(Your instructions) Out of all the lines below, count those with the word "woman". Give the number only.

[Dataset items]
________________

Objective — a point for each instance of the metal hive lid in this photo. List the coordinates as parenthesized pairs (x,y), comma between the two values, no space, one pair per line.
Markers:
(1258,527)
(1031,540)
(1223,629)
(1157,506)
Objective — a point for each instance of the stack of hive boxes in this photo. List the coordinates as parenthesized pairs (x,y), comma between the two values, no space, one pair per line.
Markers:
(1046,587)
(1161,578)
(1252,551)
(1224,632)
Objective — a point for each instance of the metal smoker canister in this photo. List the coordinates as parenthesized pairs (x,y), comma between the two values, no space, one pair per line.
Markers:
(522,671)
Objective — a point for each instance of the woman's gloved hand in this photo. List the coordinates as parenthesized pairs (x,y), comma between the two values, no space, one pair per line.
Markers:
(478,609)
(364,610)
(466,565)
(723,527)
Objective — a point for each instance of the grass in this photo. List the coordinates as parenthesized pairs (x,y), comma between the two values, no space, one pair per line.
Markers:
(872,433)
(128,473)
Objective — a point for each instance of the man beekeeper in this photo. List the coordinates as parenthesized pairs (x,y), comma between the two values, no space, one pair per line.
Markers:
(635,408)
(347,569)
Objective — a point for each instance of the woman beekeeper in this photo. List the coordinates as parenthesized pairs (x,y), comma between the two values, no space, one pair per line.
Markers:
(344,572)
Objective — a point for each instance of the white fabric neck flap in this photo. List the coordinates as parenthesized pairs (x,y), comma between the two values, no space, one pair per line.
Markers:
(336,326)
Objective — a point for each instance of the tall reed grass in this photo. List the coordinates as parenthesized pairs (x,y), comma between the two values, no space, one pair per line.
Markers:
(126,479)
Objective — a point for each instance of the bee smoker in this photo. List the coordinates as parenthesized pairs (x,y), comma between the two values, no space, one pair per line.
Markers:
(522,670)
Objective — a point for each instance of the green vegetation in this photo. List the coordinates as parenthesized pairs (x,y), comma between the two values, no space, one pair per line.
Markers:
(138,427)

________________

(Output for this exercise) 2